◆ Set tasks:
a: What was the Flying Tiger Line first called, according to the text on its founding?
b: Name every company that the text on the Flying Tiger Line's founding says Samuel B. Mosher served as a vice president or director of in 1954.
c: Carry on the text about the Flying Tiger Line's founding and Samuel B. Mosher from its last sentence.

◆ Text block:

.....

The pilot who flew Ambassador Joseph Davies to Moscow was a Californian named Robert W. Prescott, who founded the Flying Tiger Line in 1945, and served as chairman of the airline's parent company, Tiger International, which was created in 1974 --the year Pug Winokur went to work for David Murdock's Pacific Holding Corp. In November, 1944 Prescott had met with a group of Los Angeles businessmen in Acapulco, including one of Pauley's fellow UC Berkeley regents, Samuel B. Mosher, who wanted to establish an air freight line along the U.S. and Mexican west coast, to be called Aero-Azteca. The investors included Signal Oil Company. They agreed to form a syndicate, with Mosher's group matching whatever Prescott could raise. Prescott found 14 Navy surplus cargo aircraft from the War Assets Administration and collected cash from friends from the American Volunteer Pilots unit (AVP) who had flown with him in China. This group of American civilians who fought with Chiang Kai-Shek in China before the U.S. entered the war (all of whom received the same commendation Cloud and Banner award given to Pug Winokur's father during his war service) had an important role in the setting up what William Casey would later call an "off-the-shelf" method of financing covert operations for the CIA and other black operations not disclosed to Congress. A brief history of that role is set out in the footnote. (11)

The airline was initially called National Skyways Freight Corporation and included General Claire Chennault and others. In 1946 Chennault invited the men to go back to China to work for him at Civil Air Transport, which he was in the process of founding. By 1970 Nixon's attorney Herbert Kalmbach claimed to be representing the Flying Tiger Line, which merged with Seaboard World Airlines in 1980 and into Federal Express in 1989. In the beginning the California airline transported mostly foodstuffs but in late 1946 was awarded its first military contract with Army Air Transport Command--two flights daily to Tokyo and to Honolulu for a total of 1.2 million miles per month. The flights were to leave from San Francisco Fairfield Air Base, but the company remained based at Lockheed in Burbank.

In Mosher's 1954 Who's Who listing his home address was given as 10401 Wilshire, located just west of the Los Angeles country club and one mile east of the office building David Murdock constructed across the street from the Occidental Petroleum Co. The close proximity is very intriguing, considering the fact that in 1966, the year George Bush left Zapata, Mosher's Signal Oil sold its European refining and marketing arms to Occidental, after Armand Hammer obtained a concession from Libya's King Idris, who would later be replaced by Quaddafi. (12) Mosher's office address in 1954 was given as 811 W. 7th in Los Angeles. This is just over five miles from Pauley's Bandini office. AtlanticRichfield's 12-story office building in Los Angeles was at the corner of 6th and Flower, a mere two blocks from Mosher's location. In 1954 Mosher was also serving as vice president and director for American Independent Oil Co. (whose president was Ralph K. Davies), and as director of the Southwest Exploration Co. and the American President Lines, as well as numerous oil and gas associations.

.....

◆ Information given:
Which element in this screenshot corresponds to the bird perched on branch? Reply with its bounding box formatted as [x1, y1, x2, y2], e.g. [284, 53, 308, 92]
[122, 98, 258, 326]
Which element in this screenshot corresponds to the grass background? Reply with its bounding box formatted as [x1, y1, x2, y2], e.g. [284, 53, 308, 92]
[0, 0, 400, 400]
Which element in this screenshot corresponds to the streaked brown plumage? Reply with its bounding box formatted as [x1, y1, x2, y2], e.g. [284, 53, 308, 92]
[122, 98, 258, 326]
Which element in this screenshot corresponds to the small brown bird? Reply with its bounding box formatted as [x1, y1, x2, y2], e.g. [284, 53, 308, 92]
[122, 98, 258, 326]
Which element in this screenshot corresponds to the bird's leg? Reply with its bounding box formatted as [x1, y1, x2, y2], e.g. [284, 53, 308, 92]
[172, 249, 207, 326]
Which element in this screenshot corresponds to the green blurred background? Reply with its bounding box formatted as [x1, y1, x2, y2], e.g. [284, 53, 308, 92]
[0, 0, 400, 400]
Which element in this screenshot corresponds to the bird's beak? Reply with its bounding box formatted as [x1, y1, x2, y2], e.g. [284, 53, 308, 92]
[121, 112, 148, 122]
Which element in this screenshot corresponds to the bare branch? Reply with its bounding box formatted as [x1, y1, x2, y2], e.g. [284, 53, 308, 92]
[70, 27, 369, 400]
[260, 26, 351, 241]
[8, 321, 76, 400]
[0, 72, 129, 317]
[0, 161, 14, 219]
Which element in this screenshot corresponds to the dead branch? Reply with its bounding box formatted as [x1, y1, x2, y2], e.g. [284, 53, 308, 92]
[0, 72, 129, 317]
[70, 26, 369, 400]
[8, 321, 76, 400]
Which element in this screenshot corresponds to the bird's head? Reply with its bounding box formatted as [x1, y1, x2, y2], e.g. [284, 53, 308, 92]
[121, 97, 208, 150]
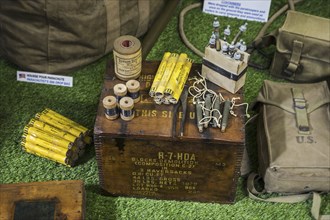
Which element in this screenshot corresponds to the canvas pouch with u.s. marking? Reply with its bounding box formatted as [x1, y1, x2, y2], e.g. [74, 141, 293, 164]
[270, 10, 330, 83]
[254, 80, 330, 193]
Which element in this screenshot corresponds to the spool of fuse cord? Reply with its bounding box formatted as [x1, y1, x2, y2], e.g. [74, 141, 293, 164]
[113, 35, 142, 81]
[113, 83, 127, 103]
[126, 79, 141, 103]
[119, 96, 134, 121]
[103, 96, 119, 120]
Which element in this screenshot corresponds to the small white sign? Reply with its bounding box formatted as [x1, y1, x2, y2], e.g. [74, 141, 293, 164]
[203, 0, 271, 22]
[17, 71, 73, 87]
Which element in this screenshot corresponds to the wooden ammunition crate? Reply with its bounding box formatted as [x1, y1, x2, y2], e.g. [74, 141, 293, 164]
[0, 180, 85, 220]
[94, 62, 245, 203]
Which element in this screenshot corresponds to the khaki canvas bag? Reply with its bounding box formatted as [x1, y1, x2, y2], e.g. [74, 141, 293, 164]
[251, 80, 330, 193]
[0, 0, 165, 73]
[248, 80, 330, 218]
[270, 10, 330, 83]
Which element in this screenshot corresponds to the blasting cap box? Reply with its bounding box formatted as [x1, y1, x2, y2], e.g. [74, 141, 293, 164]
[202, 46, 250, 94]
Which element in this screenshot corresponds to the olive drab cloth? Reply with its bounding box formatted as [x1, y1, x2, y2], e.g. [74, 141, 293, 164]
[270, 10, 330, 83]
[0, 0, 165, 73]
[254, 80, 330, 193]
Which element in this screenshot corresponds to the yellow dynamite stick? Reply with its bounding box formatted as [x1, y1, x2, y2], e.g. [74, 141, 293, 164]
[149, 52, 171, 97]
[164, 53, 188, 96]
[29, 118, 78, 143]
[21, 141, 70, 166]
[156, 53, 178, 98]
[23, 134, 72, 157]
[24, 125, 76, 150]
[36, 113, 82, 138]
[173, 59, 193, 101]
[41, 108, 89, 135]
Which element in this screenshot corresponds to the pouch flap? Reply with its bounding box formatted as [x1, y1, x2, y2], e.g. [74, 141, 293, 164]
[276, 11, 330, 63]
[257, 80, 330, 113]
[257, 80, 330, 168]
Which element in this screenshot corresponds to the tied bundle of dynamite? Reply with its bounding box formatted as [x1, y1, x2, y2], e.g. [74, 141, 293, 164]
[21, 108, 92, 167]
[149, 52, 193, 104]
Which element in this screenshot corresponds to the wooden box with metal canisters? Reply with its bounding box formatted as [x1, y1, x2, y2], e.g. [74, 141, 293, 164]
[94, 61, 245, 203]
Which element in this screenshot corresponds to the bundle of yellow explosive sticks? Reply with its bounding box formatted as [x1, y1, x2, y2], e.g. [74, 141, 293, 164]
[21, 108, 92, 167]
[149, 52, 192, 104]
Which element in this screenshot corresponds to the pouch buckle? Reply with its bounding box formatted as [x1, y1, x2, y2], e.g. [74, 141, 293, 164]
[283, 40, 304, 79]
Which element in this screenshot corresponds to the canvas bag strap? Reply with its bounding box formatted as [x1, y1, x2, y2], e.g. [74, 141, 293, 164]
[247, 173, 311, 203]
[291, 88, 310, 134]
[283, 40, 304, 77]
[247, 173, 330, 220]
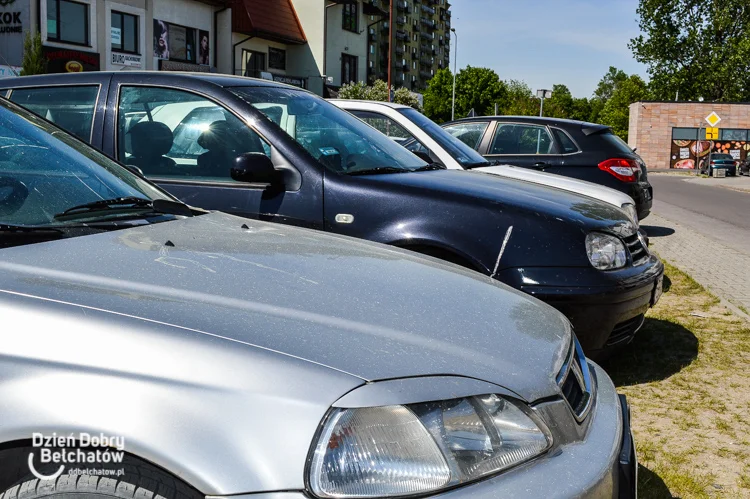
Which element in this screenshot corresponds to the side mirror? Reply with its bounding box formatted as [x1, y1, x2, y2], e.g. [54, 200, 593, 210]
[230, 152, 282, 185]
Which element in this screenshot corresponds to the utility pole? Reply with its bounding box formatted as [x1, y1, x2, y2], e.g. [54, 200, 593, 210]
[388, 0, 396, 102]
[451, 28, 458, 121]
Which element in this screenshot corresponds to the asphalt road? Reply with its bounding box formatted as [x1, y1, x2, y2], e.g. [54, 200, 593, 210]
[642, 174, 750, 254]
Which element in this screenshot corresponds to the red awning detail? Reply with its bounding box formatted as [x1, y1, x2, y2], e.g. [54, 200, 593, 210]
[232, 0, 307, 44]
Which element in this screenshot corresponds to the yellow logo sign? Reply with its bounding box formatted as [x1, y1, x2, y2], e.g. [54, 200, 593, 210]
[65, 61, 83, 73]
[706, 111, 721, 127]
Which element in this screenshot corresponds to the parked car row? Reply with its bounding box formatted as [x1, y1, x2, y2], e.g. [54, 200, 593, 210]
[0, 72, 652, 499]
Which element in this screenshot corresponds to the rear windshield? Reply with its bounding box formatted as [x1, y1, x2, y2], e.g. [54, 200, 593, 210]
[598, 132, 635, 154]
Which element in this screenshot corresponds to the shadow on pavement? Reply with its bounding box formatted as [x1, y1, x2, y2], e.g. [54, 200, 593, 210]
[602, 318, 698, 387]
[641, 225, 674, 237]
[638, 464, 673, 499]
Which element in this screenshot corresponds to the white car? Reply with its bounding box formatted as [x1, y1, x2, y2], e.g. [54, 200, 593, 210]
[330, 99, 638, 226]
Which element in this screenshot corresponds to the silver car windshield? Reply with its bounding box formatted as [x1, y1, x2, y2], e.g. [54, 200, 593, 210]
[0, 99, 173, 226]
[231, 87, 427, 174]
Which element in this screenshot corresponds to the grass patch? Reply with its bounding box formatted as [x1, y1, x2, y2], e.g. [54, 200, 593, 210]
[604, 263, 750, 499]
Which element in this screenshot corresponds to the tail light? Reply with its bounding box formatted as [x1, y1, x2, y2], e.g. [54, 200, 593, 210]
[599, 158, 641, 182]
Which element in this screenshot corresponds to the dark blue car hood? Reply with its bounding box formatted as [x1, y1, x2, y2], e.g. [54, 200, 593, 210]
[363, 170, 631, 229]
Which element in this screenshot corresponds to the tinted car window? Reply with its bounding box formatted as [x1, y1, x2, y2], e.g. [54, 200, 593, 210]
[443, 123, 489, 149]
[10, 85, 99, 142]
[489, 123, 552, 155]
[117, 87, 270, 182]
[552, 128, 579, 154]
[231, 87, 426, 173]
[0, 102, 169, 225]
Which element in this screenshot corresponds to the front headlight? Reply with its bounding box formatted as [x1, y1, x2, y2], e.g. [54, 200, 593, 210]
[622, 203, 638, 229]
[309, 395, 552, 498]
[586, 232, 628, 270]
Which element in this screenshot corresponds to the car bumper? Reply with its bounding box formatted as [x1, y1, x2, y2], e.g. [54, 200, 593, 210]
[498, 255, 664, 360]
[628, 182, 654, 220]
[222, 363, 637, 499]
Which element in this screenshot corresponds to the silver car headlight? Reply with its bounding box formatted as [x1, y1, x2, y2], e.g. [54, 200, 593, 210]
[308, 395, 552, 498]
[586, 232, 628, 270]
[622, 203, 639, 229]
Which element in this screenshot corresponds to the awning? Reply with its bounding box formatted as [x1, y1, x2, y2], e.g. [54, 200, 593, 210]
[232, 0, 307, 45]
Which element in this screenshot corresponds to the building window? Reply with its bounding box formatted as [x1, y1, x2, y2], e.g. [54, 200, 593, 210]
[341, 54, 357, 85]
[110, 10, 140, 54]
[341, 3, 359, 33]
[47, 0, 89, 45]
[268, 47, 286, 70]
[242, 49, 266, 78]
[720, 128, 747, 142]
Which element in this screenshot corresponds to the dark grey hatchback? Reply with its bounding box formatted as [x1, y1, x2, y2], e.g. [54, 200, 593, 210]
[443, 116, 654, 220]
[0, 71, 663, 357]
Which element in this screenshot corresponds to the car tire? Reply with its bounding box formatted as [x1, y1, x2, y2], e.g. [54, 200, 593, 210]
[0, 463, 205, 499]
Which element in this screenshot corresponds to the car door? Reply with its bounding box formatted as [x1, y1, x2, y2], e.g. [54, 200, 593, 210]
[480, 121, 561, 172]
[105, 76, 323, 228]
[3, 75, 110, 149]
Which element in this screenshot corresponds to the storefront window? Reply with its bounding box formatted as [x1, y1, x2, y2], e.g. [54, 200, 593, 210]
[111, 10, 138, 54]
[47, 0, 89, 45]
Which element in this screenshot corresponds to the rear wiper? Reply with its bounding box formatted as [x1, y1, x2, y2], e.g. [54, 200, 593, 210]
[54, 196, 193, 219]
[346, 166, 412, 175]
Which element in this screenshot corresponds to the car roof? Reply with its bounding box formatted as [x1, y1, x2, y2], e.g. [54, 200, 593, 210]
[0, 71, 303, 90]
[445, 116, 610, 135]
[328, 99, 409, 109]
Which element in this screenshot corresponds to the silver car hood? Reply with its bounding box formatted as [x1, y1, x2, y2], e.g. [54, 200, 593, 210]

.....

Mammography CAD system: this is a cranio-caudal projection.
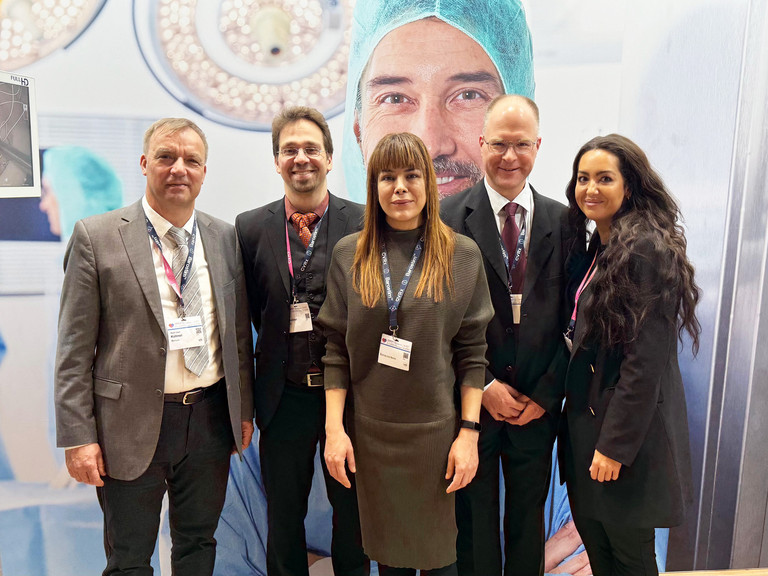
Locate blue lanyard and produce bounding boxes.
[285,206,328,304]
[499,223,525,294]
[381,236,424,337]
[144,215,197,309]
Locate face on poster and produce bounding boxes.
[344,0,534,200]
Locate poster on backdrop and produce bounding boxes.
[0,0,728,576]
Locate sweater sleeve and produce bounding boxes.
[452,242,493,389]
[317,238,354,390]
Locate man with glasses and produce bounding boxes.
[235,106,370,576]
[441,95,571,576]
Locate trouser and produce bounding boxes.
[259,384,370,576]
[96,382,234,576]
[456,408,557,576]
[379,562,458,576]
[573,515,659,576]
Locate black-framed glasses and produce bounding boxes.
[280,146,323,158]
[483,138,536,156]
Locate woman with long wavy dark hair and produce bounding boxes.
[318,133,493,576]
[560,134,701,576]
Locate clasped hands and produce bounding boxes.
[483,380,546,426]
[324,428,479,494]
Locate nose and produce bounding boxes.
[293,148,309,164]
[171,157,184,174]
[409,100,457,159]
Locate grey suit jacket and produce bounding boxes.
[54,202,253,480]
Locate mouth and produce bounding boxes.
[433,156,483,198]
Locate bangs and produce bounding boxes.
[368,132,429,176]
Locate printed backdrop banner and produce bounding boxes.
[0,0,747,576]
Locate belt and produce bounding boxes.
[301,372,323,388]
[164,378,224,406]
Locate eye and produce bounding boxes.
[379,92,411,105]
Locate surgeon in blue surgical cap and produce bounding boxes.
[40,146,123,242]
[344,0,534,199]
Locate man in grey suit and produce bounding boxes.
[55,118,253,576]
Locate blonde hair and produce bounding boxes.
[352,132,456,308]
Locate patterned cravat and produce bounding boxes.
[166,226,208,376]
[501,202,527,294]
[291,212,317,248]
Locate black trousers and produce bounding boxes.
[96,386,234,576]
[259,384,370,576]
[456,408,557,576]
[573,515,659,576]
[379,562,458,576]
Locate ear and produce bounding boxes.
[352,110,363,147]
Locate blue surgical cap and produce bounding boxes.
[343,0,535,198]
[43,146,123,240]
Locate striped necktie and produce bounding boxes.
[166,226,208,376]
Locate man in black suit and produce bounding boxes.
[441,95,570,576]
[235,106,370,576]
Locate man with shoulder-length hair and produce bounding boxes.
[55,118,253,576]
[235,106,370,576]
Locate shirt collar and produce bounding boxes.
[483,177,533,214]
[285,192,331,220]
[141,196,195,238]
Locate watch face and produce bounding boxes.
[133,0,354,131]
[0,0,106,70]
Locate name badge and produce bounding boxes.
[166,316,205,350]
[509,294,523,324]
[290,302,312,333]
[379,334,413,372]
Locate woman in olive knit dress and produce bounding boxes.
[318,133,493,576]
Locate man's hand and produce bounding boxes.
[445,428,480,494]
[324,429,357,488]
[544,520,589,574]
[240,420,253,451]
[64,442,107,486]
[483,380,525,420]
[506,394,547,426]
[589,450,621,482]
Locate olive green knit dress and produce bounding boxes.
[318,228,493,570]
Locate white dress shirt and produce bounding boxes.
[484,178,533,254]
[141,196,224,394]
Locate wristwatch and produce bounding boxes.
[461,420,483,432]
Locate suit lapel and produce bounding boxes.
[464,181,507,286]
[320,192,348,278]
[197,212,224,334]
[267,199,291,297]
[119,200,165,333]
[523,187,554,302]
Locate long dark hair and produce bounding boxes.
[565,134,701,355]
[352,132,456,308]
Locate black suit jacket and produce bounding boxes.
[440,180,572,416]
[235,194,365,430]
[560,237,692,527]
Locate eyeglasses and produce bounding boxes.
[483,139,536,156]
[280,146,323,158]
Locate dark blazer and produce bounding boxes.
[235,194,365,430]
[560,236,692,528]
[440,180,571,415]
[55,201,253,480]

.....

◆ Answers to each task:
a: National Skyways Freight Corporation

b: American Independent Oil Co., Southwest Exploration Co., American President Lines

c:
American President Lines was a merchant shipping company originally founded in 1846 as Pacific Mail Steamship, and around 1918 becoming a subsidiary of the Grace lines. The company was seized by the War Shipping Administration during World War II and used by the government until 1952, when it was sold to oilman Ralph K. Davies and other investors. Davies, a 1916 graduate of UC Berkeley, lived in San Francisco and was president of American President Lines in 1948 and chairman in 1952. Before and during the war he was deputy petroleum coordinator and a member of the President's Mission to London to negotiate the Anglo American oil treaty, as well as being a special consultant to Secretary Ickes. He was the first director appointed to the Oil and Gas Division of the Interior Department in 1946 and a member of the National Petroleum Council in 1950.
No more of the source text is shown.